(Data extracts)
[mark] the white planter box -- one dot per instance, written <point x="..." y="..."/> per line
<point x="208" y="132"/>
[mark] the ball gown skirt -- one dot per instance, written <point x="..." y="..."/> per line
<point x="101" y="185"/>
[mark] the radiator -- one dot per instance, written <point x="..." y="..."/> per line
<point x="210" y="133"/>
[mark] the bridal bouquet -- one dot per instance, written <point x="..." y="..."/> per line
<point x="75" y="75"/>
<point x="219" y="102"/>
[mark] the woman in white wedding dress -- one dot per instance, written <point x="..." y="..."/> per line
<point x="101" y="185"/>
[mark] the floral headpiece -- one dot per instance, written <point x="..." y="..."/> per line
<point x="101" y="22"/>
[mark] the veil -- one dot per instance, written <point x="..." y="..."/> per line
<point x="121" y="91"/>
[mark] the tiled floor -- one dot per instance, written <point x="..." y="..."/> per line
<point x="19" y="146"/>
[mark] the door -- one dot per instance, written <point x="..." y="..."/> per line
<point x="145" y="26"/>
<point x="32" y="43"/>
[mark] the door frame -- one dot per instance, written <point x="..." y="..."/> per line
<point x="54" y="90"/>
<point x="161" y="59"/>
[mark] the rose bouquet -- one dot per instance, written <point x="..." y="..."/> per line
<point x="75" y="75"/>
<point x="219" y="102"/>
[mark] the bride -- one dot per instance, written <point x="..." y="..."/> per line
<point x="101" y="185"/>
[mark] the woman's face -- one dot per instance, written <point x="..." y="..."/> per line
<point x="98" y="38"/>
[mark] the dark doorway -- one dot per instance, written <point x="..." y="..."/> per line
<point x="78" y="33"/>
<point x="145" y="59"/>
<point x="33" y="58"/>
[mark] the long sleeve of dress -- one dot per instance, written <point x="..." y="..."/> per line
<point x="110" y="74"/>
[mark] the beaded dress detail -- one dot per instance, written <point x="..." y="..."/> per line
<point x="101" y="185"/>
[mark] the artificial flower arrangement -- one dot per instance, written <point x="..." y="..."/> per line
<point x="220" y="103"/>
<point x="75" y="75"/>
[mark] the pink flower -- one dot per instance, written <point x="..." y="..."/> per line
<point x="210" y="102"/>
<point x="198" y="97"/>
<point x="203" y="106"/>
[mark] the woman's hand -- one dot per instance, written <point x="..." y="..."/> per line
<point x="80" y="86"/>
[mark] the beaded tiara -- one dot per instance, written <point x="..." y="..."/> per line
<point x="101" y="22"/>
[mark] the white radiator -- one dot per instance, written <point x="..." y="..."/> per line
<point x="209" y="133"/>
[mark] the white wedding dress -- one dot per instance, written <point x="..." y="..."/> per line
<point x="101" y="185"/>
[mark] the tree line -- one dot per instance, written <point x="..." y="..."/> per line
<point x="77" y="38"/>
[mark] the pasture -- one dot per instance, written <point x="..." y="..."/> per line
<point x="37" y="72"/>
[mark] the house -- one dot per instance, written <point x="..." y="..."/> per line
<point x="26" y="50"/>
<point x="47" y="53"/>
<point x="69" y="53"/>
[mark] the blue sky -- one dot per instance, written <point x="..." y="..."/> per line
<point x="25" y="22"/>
(End Data extracts)
# Your instructions
Each record above should be reproduced in full, exactly as it stands.

# Result of this exercise
[mark] the white planter box -- one dot per instance, written <point x="..." y="..."/> per line
<point x="208" y="132"/>
[mark] the ball gown skirt -- one dot per instance, written <point x="..." y="..."/> per line
<point x="101" y="185"/>
[mark] the radiator -- one dot per instance, written <point x="..." y="..."/> per line
<point x="210" y="133"/>
[mark] the bridal bouquet -- one dot per instance, written <point x="..." y="..."/> per line
<point x="75" y="75"/>
<point x="219" y="102"/>
[mark] the woman in white wedding dress -- one dot per instance, written <point x="..." y="..."/> per line
<point x="101" y="185"/>
[mark] the floral headpiece -- one dot per instance, written <point x="..." y="..."/> per line
<point x="101" y="22"/>
[mark] the veil -- one dot per instance, written <point x="..." y="..."/> per line
<point x="121" y="91"/>
[mark] the tiled floor -- one dot per instance, written <point x="..." y="..."/> per line
<point x="19" y="146"/>
[mark] the door -- one dot per instance, written <point x="..." y="..."/> per line
<point x="145" y="26"/>
<point x="32" y="43"/>
[mark] the door frame -- one dot per instance, written <point x="..." y="..."/> per line
<point x="54" y="90"/>
<point x="161" y="59"/>
[mark] the rose bouquet -- one dot per instance, written <point x="..." y="..."/> per line
<point x="75" y="75"/>
<point x="219" y="102"/>
[mark] the bride -- one dot per instance, written <point x="..." y="..."/> per line
<point x="101" y="185"/>
[mark] the woman's face -- one dot per instance, written <point x="..." y="..."/> per line
<point x="98" y="38"/>
[mark] the dark doorway -- one dot per instance, written <point x="..." y="..."/> per line
<point x="78" y="33"/>
<point x="145" y="59"/>
<point x="33" y="58"/>
[mark] the long sleeve of dress -- one dot per instance, written <point x="..." y="..."/> per line
<point x="110" y="74"/>
[mark] the beaded dress detail -- one dot per instance, written <point x="..." y="..."/> per line
<point x="101" y="185"/>
[mark] the artificial flower arrangement -- one dot per instance, written <point x="..." y="..."/> per line
<point x="220" y="103"/>
<point x="75" y="75"/>
[mark] the pink flower -- one dot per instance, written <point x="..." y="..."/> per line
<point x="210" y="102"/>
<point x="198" y="97"/>
<point x="203" y="106"/>
[mark] the woman's hand -- one dot per instance, written <point x="..." y="..."/> per line
<point x="80" y="86"/>
[mark] the beaded tiara -- one dot per instance, written <point x="..." y="..."/> per line
<point x="101" y="22"/>
[mark] the white radiator -- one dot per instance, written <point x="..." y="..."/> per line
<point x="209" y="133"/>
[mark] the white wedding dress -- one dot per instance, written <point x="..." y="..."/> per line
<point x="101" y="185"/>
[mark] the tree line -- one dot per instance, written <point x="..." y="..."/> per line
<point x="77" y="38"/>
[mark] the pasture -- one dot per instance, written <point x="..." y="..."/> per line
<point x="37" y="72"/>
[mark] the house -- one dot per instance, written <point x="..." y="..."/> per line
<point x="26" y="50"/>
<point x="47" y="53"/>
<point x="69" y="53"/>
[mark] the blue sky -- one dot per instance, written <point x="..." y="..."/> per line
<point x="25" y="22"/>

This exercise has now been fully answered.